Dataset entries:
----------------
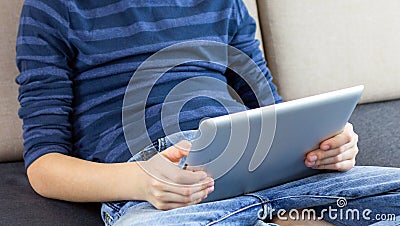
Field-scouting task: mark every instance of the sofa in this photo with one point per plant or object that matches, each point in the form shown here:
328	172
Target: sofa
311	46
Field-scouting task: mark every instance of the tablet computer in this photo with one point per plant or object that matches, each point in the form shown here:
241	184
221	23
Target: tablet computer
265	147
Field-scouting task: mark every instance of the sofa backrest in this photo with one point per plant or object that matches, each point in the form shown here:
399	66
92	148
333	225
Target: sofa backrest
314	46
10	125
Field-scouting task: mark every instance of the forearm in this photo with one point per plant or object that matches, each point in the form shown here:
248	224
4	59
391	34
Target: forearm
67	178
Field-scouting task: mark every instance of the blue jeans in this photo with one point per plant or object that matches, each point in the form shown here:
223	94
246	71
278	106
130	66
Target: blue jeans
361	196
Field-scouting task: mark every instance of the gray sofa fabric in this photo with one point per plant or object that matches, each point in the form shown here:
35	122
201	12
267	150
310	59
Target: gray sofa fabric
20	205
378	125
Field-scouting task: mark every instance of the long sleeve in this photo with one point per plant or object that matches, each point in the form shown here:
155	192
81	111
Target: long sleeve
244	40
45	92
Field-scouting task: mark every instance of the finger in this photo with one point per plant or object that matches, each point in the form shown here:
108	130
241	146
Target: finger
178	151
190	189
173	205
185	199
340	166
339	140
347	155
165	171
318	155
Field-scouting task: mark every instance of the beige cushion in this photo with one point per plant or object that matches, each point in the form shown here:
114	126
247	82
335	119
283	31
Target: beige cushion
315	46
10	126
252	8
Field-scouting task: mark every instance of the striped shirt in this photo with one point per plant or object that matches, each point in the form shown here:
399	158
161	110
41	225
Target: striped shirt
76	59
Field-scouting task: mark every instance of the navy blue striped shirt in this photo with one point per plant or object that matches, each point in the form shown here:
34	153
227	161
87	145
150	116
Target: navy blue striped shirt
76	59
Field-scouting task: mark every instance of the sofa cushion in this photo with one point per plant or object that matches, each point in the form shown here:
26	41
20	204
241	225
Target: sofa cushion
378	127
20	205
315	46
253	10
10	129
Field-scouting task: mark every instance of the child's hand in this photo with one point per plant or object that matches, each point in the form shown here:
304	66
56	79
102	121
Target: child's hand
337	153
168	186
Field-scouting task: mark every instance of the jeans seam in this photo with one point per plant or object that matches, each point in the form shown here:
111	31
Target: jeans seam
233	213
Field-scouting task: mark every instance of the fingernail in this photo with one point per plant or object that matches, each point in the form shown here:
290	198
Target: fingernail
312	158
325	147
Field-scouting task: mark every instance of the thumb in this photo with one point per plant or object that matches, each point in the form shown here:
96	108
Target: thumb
178	151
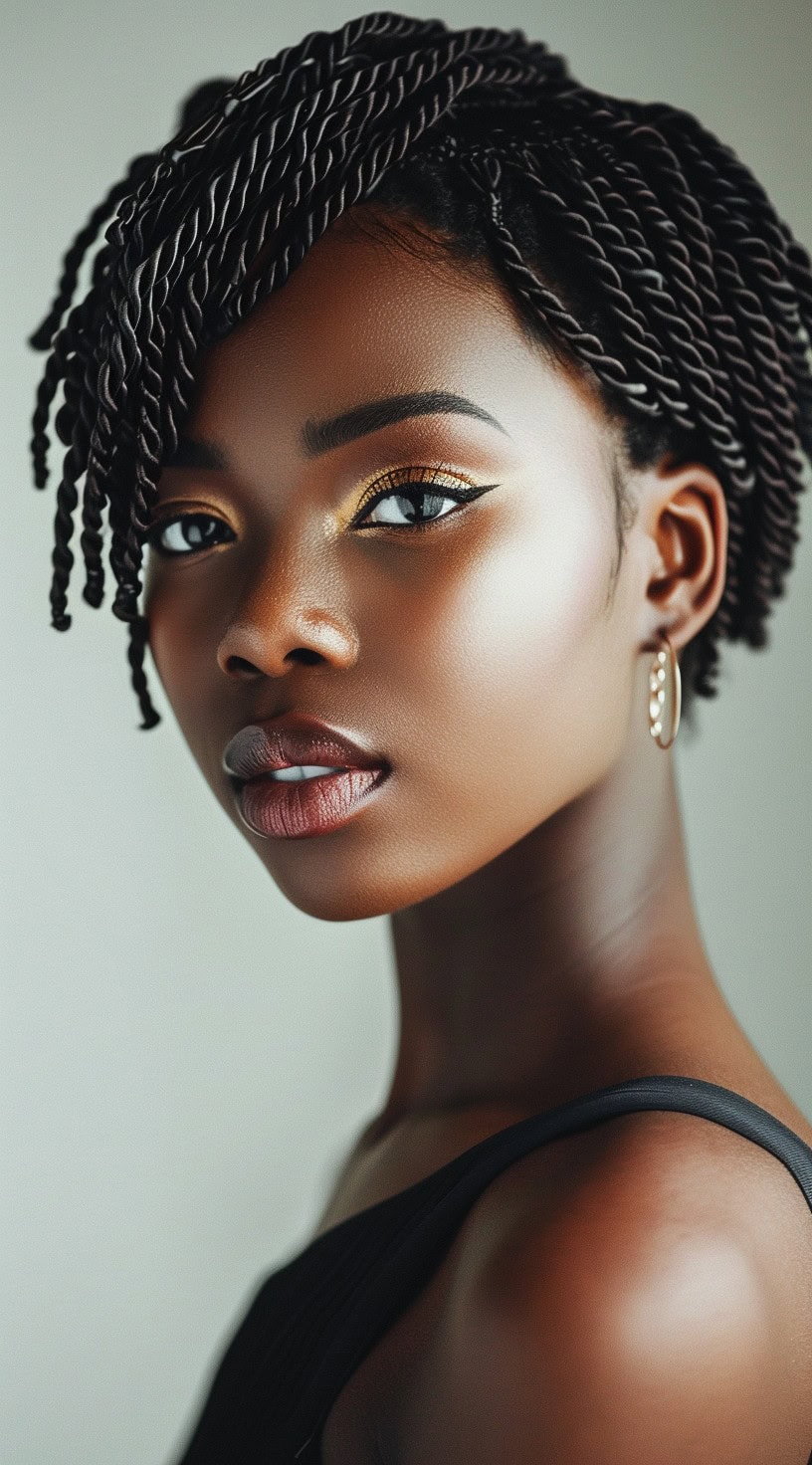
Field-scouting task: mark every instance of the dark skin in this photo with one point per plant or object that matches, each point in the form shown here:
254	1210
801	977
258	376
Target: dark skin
527	849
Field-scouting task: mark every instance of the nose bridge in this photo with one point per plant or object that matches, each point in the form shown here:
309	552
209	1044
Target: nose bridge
291	595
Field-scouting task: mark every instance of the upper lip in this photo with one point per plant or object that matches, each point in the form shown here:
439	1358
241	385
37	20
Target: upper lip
292	740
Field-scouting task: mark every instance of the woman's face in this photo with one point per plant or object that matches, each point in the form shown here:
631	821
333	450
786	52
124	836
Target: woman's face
481	654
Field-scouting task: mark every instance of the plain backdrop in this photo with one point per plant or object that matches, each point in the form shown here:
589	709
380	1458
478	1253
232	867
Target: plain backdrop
186	1055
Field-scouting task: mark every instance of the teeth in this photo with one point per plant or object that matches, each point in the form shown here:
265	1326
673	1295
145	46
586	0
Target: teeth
301	771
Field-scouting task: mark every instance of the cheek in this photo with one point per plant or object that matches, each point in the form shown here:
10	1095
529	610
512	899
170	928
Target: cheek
177	652
522	688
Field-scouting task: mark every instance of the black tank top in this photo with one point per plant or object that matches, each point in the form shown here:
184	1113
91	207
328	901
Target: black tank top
312	1322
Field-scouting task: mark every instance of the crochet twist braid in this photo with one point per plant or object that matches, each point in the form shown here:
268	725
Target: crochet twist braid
675	285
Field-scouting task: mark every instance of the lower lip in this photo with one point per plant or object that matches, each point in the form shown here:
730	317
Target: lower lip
298	809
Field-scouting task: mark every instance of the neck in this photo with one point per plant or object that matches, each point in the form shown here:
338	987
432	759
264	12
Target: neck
570	961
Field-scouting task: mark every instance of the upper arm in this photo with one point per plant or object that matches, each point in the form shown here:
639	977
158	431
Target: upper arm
614	1335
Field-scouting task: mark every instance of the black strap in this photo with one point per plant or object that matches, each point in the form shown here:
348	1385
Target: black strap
427	1234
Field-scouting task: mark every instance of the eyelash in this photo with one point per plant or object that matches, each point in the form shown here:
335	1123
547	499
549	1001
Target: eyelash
392	485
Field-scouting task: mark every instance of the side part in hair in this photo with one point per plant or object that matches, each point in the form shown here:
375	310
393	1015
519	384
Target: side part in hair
635	244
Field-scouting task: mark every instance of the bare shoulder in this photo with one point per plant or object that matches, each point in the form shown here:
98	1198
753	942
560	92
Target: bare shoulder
660	1310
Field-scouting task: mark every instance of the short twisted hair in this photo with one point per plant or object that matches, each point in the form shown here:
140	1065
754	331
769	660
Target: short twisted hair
635	244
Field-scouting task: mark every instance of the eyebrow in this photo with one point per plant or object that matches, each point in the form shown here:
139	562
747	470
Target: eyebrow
369	416
334	432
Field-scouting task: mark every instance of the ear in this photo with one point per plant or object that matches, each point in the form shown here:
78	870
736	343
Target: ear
684	516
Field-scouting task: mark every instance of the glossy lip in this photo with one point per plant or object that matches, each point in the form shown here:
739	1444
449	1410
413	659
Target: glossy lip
291	740
306	807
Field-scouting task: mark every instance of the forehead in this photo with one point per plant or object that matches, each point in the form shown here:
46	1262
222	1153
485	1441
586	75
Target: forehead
362	318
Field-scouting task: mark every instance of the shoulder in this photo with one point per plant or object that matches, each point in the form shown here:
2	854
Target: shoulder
653	1313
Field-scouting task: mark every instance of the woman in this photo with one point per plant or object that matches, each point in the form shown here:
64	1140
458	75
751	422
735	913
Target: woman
464	413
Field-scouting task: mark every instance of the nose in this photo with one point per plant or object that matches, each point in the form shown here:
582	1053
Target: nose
291	611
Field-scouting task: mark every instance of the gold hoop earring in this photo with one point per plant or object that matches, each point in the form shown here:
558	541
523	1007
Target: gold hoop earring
657	692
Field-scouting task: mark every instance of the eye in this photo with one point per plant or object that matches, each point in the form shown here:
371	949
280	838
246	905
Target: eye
185	533
409	488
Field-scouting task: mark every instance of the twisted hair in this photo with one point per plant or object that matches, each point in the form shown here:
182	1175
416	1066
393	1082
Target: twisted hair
635	244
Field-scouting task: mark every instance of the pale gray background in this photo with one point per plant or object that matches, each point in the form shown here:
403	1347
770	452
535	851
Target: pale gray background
183	1052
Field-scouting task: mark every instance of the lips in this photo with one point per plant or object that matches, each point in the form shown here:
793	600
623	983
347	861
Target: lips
292	740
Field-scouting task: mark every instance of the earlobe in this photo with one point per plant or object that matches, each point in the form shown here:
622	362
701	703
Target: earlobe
----------------
→ **About this exercise**
All lines from the one that contains "Field-scouting task: mark every instance of the earlobe" to the last line above must be given again exactly, with both included and nothing added.

→ **Answer section**
Field-scouting task: mark every instance of the earlobe in this photo with one point per plant or object that matches, each point in the form shown here:
622	362
701	703
Target: earlobe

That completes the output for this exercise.